§ **Short problem**: Write the listing out again, all of it, word for word.

┌──

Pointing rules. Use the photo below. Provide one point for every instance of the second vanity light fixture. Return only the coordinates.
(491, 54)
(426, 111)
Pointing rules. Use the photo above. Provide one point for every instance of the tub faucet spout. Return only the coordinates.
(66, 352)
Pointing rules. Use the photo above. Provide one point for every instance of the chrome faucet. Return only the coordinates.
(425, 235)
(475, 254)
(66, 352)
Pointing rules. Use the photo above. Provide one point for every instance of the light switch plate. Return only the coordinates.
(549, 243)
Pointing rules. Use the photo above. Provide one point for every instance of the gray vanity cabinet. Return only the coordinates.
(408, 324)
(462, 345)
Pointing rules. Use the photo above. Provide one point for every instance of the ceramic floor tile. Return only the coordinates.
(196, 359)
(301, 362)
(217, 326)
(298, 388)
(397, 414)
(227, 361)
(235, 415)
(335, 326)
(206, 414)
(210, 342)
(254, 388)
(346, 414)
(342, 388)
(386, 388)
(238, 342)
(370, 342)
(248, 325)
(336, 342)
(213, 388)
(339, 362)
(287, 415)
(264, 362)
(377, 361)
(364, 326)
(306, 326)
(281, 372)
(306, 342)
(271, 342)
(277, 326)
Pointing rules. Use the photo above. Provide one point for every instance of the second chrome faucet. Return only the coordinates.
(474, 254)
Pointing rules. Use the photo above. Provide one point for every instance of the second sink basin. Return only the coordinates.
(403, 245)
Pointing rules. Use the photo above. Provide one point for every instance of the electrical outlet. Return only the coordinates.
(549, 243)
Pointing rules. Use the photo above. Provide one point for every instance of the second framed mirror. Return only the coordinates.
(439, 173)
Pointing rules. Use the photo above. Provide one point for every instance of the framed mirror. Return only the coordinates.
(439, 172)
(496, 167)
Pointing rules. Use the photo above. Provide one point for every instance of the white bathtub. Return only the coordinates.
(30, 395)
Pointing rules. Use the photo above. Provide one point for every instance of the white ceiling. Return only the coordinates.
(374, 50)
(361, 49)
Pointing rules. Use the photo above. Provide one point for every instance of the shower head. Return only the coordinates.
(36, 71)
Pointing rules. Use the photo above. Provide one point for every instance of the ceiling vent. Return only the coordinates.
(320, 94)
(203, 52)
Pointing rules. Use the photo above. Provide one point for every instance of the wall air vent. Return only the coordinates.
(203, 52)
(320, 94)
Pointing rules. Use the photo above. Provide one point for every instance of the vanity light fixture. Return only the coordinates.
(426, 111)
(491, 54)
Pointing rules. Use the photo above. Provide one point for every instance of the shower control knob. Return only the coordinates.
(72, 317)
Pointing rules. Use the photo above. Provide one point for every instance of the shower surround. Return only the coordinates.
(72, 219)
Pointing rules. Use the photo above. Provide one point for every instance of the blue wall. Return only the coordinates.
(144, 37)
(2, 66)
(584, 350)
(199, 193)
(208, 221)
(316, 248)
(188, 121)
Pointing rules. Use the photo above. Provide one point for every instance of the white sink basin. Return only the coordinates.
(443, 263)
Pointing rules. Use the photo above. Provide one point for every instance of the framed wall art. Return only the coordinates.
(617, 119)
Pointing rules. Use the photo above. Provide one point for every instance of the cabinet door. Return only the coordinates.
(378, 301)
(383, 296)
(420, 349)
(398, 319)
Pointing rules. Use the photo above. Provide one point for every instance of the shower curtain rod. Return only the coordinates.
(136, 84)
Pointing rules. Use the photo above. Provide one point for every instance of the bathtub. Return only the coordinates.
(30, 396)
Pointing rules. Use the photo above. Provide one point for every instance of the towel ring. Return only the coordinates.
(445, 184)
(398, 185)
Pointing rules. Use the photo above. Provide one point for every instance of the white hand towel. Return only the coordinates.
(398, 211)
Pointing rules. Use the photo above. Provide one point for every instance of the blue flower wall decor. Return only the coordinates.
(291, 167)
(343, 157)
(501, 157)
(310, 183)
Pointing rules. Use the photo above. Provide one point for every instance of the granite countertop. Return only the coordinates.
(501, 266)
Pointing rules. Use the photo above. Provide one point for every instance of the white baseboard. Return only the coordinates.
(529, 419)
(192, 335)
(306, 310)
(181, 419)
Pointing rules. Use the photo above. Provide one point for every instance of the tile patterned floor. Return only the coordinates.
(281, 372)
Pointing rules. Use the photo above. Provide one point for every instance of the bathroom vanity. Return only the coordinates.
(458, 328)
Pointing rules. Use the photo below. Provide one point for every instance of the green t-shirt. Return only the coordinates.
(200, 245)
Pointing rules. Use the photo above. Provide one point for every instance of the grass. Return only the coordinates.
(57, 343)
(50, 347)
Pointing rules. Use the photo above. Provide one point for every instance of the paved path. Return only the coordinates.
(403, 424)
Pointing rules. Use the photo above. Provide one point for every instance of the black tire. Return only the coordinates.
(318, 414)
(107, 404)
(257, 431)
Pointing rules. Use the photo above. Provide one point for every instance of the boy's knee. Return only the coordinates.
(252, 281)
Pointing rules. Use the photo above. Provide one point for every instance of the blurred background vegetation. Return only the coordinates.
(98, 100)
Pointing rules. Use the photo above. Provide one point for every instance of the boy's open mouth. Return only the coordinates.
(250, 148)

└──

§ **Answer**:
Pointing rules. Use the photo below. Provide one point for every instance of the second vanity light fixture. Return only the coordinates.
(491, 54)
(426, 111)
Pointing rules. Use the photo above. Provide one point for every instance of the tub faucet spout. Return only the coordinates.
(66, 352)
Pointing rules. Use the photo above. Provide one point for every instance of the chrome faucet. Return only the coordinates.
(425, 235)
(475, 254)
(66, 352)
Pointing rules. Use the photo above. Provide one point for every instance of the light switch plate. Return only the coordinates.
(549, 243)
Pointing rules. Use the photo above. Provide one point for every instance of the gray vanity cabinet. Return only the coordinates.
(408, 324)
(462, 345)
Pointing rules. Use the photo above. Provide one point for every instance of the ceramic floor tile. Return only the coordinates.
(196, 359)
(301, 362)
(217, 326)
(298, 388)
(397, 414)
(227, 361)
(235, 415)
(335, 326)
(206, 414)
(210, 342)
(254, 388)
(346, 414)
(342, 388)
(386, 388)
(238, 342)
(370, 342)
(248, 325)
(336, 342)
(213, 388)
(339, 362)
(287, 415)
(264, 362)
(377, 361)
(364, 326)
(306, 326)
(281, 372)
(306, 342)
(271, 342)
(277, 326)
Pointing rules. Use the photo above. Provide one point for every instance of the second chrome faucet. Return only the coordinates.
(474, 254)
Pointing rules. Use the photo above. Provide one point for every instance of the second sink basin. Return only the coordinates.
(403, 245)
Pointing rules. Use the photo above. Provide one point for every instance of the electrical outlet. Return only the coordinates.
(549, 243)
Pointing rules. Use the photo above. Provide one point for every instance of the second framed mirror. Return only the coordinates.
(439, 173)
Pointing rules. Use the photo above. Provide one point for every instance of the framed mirror. Return only the coordinates.
(439, 172)
(496, 167)
Pointing rules. Use the photo above. Provide one point for every instance of the white bathtub. Return only the coordinates.
(30, 395)
Pointing rules. Use the photo above. Provide one point for every instance of the white ceiling. Return only the coordinates.
(374, 50)
(361, 49)
Pointing rules. Use the photo above. Provide one point for every instance of the shower head. Return only the coordinates.
(36, 71)
Pointing rules. Use the photo above. Provide one point for every instance of the ceiling vent. Return only the coordinates.
(320, 94)
(203, 52)
Pointing rules. Use the photo above. Provide one point for every instance of the wall air vent. Return only the coordinates.
(203, 52)
(320, 94)
Pointing rules. Use the photo above. Provide one point for every instance of the vanity light fixture. Return only the coordinates.
(426, 111)
(491, 54)
Pointing rules. Use the photo above. Provide one point for every instance of the shower control knob. Return only the coordinates.
(72, 317)
Pointing rules. Use the photo above. Provide one point for every instance of the shower surround. Return only the coordinates.
(72, 219)
Pointing rules. Use the photo above. Provide one point for every instance of the blue wall. Return only the coordinates.
(144, 37)
(2, 66)
(584, 350)
(199, 193)
(208, 221)
(316, 248)
(188, 121)
Pointing rules. Use the photo above. Provide one point for every instance of the white sink basin. Return only the coordinates.
(443, 263)
Pointing rules. Use the photo above. Provide one point for every instance of the framed wall art. Return only the coordinates.
(617, 119)
Pointing rules. Use the photo above. Provide one point for every instance of the cabinet door. Return only the coordinates.
(378, 301)
(383, 296)
(420, 349)
(398, 319)
Pointing rules. Use the photo above. Provide one point for every instance of the shower curtain rod. Return only the coordinates.
(136, 84)
Pointing rules. Use the photo above. Provide one point for every instance of the bathtub. Return only the coordinates.
(30, 396)
Pointing rules. Use the photo above. Provide one point for every instance of the towel ring. Return only the coordinates.
(445, 184)
(398, 185)
Pointing rules. Use the photo above. Provide one point for every instance of the white hand towel. Return only the coordinates.
(398, 211)
Pointing rules. Use the photo above. Provide one point for every instance of the blue flower wall decor. Return only the coordinates.
(291, 167)
(343, 157)
(501, 157)
(310, 183)
Pointing rules. Use the photo above. Provide one point for every instance of the granite countertop. Return only the coordinates.
(501, 266)
Pointing rules. Use the photo above. Provide one point for every instance of the white baseboard. Return only the coordinates.
(529, 419)
(192, 335)
(306, 310)
(181, 419)
Pointing rules. Use the photo above. Provide one point for every instance of the tile patterned floor. Return only the coordinates.
(281, 372)
Pointing rules. Use the photo above. Provide one point for every instance of the bathroom vanity. Return only the coordinates.
(458, 328)
Pointing rules. Use the photo below. Provide one point for every instance of the green t-shirt. Return only the coordinates.
(200, 245)
Pointing rules. Use the photo above. Provide one point for every instance of the grass. Return only the coordinates.
(57, 343)
(50, 347)
Pointing rules. Use the photo above. Provide one point for every instance of the paved path. Return only the coordinates.
(403, 424)
Pointing rules. Use the photo above. Provide one point for every instance of the black tire. Return only the coordinates.
(318, 414)
(107, 404)
(257, 431)
Pointing rules. Use the photo above. Provide one point for every instance of the boy's knee. Return only the coordinates.
(252, 281)
Pointing rules. Use the photo above. Provide one point for every instance of the blurred background vegetation. Return only the coordinates.
(98, 100)
Pointing rules. Use the photo above. Provide one point for every instance of the boy's open mouth. Return only the coordinates.
(250, 148)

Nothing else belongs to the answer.